TASK DIRECTIONS:
Return verbatim the lines of the listing below, from the line containing "TARGET = woman's patent leather shoe" up to and including the final line of the listing.

Position annotation records:
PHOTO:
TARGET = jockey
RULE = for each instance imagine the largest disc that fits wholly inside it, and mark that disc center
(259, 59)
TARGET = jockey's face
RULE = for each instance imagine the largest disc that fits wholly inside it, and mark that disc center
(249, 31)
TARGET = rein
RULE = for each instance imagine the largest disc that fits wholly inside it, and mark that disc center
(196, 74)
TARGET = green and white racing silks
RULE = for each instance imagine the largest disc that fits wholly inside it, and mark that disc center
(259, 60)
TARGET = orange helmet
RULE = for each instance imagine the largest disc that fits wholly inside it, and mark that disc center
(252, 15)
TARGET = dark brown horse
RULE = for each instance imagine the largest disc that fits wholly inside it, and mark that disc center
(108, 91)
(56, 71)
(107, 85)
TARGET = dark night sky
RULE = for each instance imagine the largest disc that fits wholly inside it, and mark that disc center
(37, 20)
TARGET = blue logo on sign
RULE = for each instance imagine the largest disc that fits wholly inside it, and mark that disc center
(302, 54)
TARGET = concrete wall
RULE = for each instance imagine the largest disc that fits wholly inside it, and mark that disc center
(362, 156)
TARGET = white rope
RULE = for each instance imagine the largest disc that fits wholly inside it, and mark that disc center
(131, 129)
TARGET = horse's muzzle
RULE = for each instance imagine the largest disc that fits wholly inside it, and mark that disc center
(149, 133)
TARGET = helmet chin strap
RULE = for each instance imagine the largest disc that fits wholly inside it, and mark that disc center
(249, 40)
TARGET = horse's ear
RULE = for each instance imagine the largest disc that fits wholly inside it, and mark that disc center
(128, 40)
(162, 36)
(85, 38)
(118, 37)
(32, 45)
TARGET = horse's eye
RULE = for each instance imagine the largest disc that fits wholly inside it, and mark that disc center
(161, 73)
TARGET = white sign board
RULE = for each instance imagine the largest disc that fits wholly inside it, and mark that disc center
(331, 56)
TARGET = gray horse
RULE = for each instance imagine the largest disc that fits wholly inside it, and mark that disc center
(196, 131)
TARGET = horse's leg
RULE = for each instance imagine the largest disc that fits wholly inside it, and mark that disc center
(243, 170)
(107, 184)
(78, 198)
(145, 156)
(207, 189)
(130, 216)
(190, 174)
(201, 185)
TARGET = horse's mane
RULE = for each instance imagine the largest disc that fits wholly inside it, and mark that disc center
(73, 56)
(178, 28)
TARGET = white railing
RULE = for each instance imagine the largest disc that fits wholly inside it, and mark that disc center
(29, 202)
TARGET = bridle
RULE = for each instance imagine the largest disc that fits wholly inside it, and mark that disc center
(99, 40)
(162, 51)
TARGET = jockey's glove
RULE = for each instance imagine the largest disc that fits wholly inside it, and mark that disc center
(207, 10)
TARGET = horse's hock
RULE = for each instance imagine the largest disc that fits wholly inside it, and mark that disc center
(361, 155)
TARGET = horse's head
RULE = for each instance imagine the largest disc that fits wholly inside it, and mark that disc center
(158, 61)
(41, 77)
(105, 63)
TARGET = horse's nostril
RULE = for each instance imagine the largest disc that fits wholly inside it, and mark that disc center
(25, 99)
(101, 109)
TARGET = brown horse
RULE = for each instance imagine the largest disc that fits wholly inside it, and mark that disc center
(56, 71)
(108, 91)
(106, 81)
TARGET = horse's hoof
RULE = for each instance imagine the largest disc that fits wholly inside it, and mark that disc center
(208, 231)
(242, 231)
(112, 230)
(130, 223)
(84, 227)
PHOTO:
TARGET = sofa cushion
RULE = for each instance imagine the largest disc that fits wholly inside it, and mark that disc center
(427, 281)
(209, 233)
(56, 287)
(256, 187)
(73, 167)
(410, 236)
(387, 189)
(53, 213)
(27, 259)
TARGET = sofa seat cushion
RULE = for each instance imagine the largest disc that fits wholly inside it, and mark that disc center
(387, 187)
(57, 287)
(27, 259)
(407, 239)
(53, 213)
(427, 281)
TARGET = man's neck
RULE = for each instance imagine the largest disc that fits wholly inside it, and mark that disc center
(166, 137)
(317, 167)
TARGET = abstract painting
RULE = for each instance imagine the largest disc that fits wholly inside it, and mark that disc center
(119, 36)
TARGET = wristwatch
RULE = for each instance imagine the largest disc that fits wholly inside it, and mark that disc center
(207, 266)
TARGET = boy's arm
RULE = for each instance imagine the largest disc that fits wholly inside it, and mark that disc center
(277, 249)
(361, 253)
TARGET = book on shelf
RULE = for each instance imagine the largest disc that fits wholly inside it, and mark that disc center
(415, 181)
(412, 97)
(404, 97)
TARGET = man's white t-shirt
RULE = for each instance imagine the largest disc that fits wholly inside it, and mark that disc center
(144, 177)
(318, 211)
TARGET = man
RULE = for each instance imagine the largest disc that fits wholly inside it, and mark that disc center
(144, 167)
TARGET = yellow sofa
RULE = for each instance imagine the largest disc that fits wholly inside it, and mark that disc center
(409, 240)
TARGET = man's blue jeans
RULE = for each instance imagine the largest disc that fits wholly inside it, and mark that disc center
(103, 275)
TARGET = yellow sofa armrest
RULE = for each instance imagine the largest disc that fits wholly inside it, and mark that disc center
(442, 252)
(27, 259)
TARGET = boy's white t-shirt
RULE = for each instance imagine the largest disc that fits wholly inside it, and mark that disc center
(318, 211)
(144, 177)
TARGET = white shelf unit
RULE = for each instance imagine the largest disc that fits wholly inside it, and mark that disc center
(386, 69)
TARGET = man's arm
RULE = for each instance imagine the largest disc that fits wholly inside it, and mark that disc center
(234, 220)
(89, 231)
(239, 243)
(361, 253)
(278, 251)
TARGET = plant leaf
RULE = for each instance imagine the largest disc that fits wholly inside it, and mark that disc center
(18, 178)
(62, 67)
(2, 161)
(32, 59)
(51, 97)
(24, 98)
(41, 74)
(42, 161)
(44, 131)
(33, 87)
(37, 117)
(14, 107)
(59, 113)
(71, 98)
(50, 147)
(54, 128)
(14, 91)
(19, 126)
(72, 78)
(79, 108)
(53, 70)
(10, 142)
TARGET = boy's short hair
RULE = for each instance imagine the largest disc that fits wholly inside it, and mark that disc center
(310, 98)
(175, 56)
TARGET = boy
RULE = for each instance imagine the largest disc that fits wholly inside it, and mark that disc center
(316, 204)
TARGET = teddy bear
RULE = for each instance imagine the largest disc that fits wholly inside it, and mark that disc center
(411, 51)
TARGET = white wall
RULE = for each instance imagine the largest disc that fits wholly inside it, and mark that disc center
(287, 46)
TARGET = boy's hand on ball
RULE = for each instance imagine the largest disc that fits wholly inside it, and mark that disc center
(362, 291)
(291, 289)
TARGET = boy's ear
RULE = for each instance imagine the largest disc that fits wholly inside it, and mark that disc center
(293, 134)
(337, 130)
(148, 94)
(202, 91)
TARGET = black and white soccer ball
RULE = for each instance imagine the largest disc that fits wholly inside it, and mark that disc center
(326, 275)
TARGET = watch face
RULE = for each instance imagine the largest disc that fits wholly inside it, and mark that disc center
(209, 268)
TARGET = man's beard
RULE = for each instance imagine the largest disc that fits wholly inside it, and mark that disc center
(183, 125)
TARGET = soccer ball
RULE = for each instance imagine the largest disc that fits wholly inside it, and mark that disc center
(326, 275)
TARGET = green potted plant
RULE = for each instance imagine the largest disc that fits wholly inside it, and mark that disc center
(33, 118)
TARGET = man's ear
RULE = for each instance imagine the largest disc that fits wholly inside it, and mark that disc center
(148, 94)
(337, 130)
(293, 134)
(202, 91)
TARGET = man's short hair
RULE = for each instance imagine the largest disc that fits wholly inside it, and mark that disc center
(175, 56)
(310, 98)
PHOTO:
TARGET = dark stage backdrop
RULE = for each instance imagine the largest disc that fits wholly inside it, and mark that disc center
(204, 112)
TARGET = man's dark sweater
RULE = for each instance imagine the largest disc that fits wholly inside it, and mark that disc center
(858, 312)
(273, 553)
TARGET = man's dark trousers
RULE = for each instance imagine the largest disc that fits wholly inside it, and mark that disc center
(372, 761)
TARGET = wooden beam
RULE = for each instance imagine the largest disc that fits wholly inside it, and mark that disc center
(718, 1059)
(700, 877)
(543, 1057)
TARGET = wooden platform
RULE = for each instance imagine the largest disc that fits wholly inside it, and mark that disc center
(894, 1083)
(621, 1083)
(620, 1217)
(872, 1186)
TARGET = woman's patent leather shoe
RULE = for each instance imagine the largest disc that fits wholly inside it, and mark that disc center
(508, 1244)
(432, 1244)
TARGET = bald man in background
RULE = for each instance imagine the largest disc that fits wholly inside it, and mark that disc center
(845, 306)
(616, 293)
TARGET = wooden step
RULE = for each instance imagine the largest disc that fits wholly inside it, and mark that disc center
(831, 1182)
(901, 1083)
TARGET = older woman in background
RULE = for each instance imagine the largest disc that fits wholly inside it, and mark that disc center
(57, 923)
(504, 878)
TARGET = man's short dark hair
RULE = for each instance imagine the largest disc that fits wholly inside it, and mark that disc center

SOLUTION FOR THIS PROBLEM:
TARGET = woman's patent leather shoe
RULE = for each instance imagine the largest disc that fits wholly inside it, and mark that disc center
(508, 1244)
(432, 1244)
TARGET = bald man in background
RULE = for each instance imagine the largest disc that fits wholly inside it, and mark that disc center
(845, 306)
(616, 293)
TARGET = wooden step
RULE = for each instance imagine the largest disc that fits wholly inside it, and mark that disc center
(831, 1182)
(901, 1083)
TARGET = older woman in background
RULE = for each instance imagine the largest disc that fits wholly inside it, and mark that disc center
(57, 923)
(504, 878)
TARGET = man's short dark hair
RULE = for each instance imagine the largest disc that fits wholly inside it, and mark that disc center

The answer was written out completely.